▶ Directions:
**a.** Summarize the essay about turning twenty-seven after an MFA program in two sentences.
**b.** Continue the essay about turning twenty-seven after an MFA program, picking up after its final sentence.

▶ Page text:
At this moment, I am twenty-seven. It is an age that I romanticized dying at when I was fourteen. Now, I keep thinking that I am only twenty-five or twenty-six. Over the last three years, I have written two manuscripts, both around about 170 pages. I keep reminding myself of this fact. In the flurry of job applications and finding a new apartment and figuring out where I want to spend the final half of my twenties, it already seems like my years in the MFA program were a dream. I’m already wondering what I have to show for it, what this path of artistry brings in terms of job prospects. I’m already feeling, as perhaps everyone does when they hit their late twenties, a bit behind. Like every second I have matters. Every choice I make is building for something else. Some greater, blurry moment in the future. Except that I don’t know what it is that I want to build. I’m holding the instruction manual, but I can’t read the language that it’s written in. 

But I keep applying to state jobs and jobs with the school district and part-time retail jobs and every possible job I can think of. I keep looking for a cheap one bedroom apartment in the next town over, since I don’t want to be and can’t afford to be in this college town any more, and I can’t stomach going back home to my NorCal ghost town, to a house that falls apart around me. Most days, as I work my two part-time jobs and try to prove my worth through cover letters and CVs, I feel like a dog chasing a car. If I catch it, what will I do? I am trying to hold onto the sand of my life, but it is slipping through my fingers.

▶ Provided material:
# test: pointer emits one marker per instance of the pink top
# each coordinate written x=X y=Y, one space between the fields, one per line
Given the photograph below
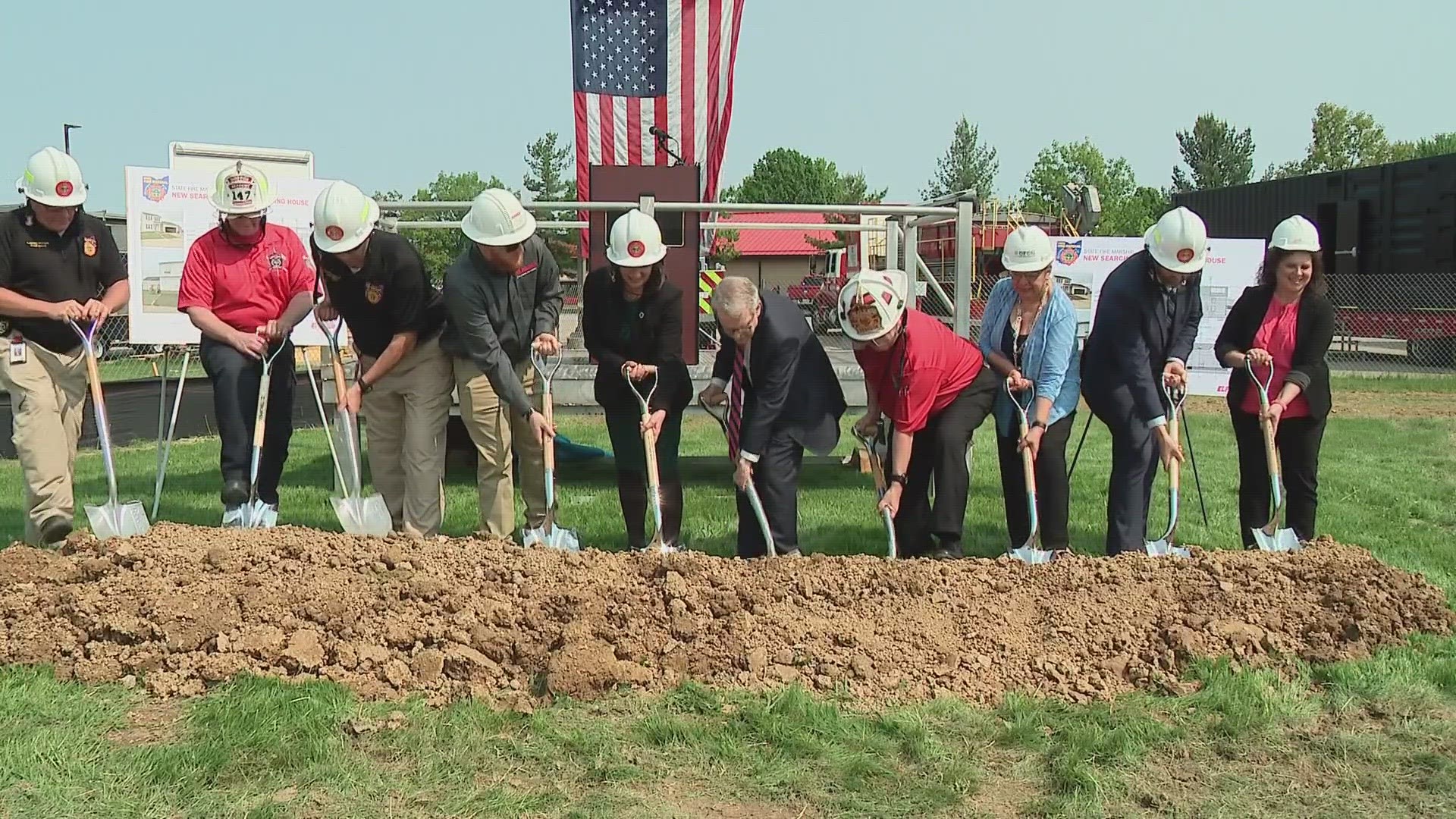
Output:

▶ Answers to the exercise:
**a.** At twenty-seven, the writer has finished two manuscripts of about 170 pages each during an MFA program but now feels behind, unsure what to build toward and what the artistic path offers in job prospects. While applying for every possible job, working two part-time jobs, and searching for a cheap apartment in the next town over, the writer compares the effort to a dog chasing a car and feels life slipping away like sand through the fingers.

**b.**
The truth is that I want to write. But I am scared. I’m scared of the slow revision process of my short story and essay collections. I’m scared to begin the search for publishers, something which my program has woefully prepared me for. I’m scared of rejection letters from agents and publishing houses, flying into my email box like letters from Hogwarts. 

The truth is that the thing I’m most terrified of is change. I look around at this apartment, the 600 square feet of real estate that has belonged to me for almost a year now, and I know that I will have to leave it soon. I will have to find a new apartment. A new town. New people. Everyone I know is leaving Davis. Everything that I know is changing. I know that most people my age thrive on change. Some even welcome it. But after years spent traversing highway and county and state lines, I just want stability. I want to buy a house, and I want to grow roots. I want to plant a garden with my lover, which he will almost certainly wind up caring for because I could kill a cactus. I want to come home at night and watch TV on the couch with a tub of popcorn between us, cats and dogs on our laps. I want a paycheck that I can count on coming every two weeks. I want monotony. I also want to be an artist. These are contradicting desires, I know.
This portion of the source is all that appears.